═════ LISTE ═════

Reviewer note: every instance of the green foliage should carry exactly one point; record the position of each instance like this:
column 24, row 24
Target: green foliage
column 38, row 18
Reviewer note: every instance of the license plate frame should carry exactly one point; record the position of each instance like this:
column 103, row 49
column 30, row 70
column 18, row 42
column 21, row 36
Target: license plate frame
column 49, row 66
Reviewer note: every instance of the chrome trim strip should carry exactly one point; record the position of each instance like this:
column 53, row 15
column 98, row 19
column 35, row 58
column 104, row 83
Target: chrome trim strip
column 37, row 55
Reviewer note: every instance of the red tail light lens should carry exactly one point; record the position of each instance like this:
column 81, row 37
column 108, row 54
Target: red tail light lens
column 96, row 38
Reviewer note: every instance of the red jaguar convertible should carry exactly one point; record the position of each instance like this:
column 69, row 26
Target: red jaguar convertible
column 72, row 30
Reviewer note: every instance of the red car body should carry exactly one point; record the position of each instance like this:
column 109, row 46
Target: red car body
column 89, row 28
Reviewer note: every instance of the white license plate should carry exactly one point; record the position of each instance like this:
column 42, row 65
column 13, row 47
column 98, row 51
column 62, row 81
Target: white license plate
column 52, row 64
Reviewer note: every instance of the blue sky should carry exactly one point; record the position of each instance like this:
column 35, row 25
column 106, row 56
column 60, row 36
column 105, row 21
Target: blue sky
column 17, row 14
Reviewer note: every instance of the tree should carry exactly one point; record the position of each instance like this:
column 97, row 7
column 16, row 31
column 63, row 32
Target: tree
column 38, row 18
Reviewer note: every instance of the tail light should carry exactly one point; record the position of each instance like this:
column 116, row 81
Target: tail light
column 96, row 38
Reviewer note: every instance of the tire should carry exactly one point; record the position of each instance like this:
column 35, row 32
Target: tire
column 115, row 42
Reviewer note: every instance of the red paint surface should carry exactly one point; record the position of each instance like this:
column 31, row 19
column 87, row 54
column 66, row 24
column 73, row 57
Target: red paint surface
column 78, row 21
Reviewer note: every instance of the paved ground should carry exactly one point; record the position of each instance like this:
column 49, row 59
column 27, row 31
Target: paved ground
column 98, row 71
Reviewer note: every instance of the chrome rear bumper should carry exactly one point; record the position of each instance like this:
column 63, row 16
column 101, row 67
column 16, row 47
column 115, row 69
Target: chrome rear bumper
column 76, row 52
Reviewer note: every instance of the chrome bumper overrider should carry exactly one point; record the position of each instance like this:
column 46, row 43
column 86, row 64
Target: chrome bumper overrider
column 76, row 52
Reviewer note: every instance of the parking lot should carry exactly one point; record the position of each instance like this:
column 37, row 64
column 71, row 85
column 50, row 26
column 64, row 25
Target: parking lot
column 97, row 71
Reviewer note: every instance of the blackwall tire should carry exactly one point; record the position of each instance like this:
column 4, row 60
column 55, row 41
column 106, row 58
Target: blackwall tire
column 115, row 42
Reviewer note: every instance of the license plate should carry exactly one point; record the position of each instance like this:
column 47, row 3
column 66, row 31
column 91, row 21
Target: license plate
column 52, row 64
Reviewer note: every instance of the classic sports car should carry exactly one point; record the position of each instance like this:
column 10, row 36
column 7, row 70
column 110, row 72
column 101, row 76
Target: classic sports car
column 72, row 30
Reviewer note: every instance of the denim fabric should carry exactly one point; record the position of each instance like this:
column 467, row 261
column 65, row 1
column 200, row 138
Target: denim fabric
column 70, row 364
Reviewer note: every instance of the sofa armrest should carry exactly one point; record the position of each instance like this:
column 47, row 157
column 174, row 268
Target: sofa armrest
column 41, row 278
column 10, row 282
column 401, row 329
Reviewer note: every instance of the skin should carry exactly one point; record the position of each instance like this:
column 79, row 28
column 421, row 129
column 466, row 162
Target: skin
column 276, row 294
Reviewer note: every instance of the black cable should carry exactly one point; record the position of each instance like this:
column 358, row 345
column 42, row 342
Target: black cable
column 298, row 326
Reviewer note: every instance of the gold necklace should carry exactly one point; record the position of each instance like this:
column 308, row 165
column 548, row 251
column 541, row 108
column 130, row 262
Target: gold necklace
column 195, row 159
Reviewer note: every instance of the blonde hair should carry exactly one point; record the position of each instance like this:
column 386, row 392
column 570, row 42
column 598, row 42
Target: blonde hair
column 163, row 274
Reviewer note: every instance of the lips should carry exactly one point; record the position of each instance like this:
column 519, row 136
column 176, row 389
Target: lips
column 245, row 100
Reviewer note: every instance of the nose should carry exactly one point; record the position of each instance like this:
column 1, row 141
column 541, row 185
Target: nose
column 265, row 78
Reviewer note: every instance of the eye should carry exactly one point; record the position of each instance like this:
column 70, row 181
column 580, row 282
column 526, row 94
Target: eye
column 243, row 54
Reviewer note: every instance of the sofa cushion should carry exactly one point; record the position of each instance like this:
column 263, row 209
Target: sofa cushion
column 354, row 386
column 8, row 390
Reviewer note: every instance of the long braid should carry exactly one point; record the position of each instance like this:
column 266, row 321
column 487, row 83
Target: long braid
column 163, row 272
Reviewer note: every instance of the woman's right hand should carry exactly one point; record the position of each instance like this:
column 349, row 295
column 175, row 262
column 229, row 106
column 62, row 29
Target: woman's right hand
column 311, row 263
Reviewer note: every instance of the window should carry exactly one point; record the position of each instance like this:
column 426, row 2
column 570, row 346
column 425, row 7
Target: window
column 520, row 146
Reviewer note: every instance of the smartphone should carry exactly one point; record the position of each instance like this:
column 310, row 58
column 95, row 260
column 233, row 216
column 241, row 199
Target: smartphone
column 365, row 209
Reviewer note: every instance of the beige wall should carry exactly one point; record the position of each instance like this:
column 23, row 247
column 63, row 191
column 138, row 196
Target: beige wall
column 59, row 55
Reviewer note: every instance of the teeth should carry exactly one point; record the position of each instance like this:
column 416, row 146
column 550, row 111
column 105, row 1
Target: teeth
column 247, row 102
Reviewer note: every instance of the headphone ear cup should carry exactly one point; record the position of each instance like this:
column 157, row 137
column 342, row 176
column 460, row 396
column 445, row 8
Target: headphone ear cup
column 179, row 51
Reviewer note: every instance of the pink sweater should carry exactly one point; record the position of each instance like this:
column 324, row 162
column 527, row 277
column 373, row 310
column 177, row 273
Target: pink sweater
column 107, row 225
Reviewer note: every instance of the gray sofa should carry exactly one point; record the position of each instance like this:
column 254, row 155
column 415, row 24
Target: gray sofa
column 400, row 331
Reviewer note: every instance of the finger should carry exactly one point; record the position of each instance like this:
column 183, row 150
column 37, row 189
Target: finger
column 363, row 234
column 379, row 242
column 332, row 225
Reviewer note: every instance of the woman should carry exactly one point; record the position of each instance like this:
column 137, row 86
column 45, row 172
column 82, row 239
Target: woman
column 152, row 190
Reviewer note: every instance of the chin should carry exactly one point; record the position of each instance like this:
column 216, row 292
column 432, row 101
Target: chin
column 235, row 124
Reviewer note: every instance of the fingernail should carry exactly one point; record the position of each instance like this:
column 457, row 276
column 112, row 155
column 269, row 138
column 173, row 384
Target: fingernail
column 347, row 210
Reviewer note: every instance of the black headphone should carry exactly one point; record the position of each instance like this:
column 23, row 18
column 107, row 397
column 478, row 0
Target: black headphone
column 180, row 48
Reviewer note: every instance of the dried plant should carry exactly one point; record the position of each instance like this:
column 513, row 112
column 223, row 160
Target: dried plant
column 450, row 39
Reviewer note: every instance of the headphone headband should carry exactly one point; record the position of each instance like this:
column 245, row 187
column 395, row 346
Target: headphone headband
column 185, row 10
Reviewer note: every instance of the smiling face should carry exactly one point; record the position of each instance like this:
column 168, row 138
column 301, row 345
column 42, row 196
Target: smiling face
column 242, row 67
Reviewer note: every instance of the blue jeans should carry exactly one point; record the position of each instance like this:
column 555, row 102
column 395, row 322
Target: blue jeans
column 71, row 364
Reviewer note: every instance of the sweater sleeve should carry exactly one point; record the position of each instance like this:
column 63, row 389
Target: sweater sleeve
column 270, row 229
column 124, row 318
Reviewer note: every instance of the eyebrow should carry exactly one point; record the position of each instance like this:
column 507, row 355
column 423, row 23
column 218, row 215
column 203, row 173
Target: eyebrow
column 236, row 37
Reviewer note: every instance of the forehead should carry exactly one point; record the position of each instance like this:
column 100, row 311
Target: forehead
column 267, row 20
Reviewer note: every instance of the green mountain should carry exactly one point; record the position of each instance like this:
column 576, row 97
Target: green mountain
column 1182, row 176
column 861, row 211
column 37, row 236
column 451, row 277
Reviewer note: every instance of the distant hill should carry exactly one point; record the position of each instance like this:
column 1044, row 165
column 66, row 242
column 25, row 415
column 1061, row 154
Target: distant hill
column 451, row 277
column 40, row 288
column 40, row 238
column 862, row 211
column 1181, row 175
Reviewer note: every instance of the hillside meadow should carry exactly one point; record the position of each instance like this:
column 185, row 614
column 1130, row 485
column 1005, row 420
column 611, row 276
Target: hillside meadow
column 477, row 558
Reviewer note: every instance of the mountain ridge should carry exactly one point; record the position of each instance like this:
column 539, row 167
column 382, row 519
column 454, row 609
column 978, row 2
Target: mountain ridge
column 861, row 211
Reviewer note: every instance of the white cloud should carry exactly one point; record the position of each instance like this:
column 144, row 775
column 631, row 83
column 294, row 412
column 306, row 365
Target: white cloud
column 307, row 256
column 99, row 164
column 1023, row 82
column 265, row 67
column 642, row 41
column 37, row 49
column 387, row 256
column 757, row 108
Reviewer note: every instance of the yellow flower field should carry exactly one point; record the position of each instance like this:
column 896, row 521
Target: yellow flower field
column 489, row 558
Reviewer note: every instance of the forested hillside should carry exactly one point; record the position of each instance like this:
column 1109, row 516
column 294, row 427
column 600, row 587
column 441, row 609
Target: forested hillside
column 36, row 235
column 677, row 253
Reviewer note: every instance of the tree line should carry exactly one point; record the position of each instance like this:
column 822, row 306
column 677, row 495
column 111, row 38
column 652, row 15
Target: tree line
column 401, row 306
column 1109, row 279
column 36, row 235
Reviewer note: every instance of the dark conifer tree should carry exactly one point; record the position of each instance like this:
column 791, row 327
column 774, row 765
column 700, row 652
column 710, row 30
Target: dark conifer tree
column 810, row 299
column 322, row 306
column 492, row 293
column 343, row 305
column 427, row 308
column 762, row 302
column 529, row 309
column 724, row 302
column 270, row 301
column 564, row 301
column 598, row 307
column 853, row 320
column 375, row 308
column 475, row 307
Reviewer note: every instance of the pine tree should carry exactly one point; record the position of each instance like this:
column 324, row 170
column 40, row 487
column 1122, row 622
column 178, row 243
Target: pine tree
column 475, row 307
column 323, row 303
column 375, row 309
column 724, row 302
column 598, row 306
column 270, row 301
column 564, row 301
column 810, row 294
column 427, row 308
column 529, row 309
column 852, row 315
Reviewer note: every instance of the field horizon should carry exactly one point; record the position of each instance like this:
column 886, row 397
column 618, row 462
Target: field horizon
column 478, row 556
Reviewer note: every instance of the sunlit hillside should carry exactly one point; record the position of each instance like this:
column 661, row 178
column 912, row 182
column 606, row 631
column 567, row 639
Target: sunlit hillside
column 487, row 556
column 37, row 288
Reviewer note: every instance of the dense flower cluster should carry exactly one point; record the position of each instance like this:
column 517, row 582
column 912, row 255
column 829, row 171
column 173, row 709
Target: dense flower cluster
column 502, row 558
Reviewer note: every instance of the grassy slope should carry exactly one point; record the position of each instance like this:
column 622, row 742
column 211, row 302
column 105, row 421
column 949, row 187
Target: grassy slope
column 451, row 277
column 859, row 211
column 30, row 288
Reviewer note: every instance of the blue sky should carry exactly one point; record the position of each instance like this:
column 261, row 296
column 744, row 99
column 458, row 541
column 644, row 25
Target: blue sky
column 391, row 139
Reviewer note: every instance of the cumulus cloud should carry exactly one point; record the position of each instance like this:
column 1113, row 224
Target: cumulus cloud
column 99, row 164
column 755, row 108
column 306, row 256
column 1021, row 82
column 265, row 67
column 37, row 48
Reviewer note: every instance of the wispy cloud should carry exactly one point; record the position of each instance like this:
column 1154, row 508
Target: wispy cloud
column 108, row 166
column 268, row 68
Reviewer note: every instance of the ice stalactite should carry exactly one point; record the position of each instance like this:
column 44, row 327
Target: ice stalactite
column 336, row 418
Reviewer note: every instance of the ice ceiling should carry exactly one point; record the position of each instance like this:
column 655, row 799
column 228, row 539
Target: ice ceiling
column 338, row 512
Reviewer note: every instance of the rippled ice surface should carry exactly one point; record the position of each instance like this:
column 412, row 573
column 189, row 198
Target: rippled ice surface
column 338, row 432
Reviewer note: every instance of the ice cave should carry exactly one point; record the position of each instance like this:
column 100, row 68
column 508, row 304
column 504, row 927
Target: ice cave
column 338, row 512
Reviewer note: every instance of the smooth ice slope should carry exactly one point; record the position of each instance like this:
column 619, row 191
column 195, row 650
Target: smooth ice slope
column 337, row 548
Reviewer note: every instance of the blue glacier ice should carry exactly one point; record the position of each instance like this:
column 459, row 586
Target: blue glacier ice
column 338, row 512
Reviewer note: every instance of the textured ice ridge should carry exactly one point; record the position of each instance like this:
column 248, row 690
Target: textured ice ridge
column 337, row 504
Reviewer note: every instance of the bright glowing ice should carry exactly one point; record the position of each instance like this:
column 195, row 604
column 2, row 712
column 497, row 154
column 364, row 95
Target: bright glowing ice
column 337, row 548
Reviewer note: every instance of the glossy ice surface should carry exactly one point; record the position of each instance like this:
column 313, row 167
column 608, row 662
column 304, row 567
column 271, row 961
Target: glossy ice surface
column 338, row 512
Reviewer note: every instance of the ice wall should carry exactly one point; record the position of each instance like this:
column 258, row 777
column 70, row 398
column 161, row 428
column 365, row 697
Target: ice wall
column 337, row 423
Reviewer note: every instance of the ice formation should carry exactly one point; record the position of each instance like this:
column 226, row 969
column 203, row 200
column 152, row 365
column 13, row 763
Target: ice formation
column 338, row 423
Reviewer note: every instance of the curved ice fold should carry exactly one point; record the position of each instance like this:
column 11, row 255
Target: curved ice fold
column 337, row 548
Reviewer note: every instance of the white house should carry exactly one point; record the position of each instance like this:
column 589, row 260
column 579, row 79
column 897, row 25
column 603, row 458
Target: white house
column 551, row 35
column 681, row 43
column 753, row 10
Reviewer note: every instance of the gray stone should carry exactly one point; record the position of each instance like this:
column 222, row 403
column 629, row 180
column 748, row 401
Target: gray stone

═════

_DÉFI_. Recopiez, s'il vous plaît, les lignes situées entre celle qui contient « Reviewer note: every instance of the white license » et celle qui contient « column 78, row 21 », toutes deux incluses, en remplaçant « Reviewer note » par « Annotator note » et sans rien changer d'autre.

_RÉPONSE FINALE_.
Annotator note: every instance of the white license plate should carry exactly one point; record the position of each instance like this:
column 42, row 65
column 13, row 47
column 98, row 51
column 62, row 81
Target: white license plate
column 52, row 64
Annotator note: every instance of the blue sky should carry exactly one point; record the position of each instance like this:
column 35, row 25
column 106, row 56
column 60, row 36
column 105, row 21
Target: blue sky
column 17, row 14
Annotator note: every instance of the tree should carry exactly one point; record the position of each instance like this:
column 97, row 7
column 16, row 31
column 63, row 32
Target: tree
column 38, row 18
Annotator note: every instance of the tail light should carry exactly one point; record the position of each instance like this:
column 116, row 81
Target: tail light
column 96, row 38
Annotator note: every instance of the tire should carry exactly one point; record the position of each instance like this:
column 35, row 32
Target: tire
column 115, row 42
Annotator note: every instance of the red paint surface should carry exactly one point; record the position of each instance like this:
column 31, row 19
column 87, row 54
column 66, row 24
column 73, row 57
Target: red paint surface
column 78, row 21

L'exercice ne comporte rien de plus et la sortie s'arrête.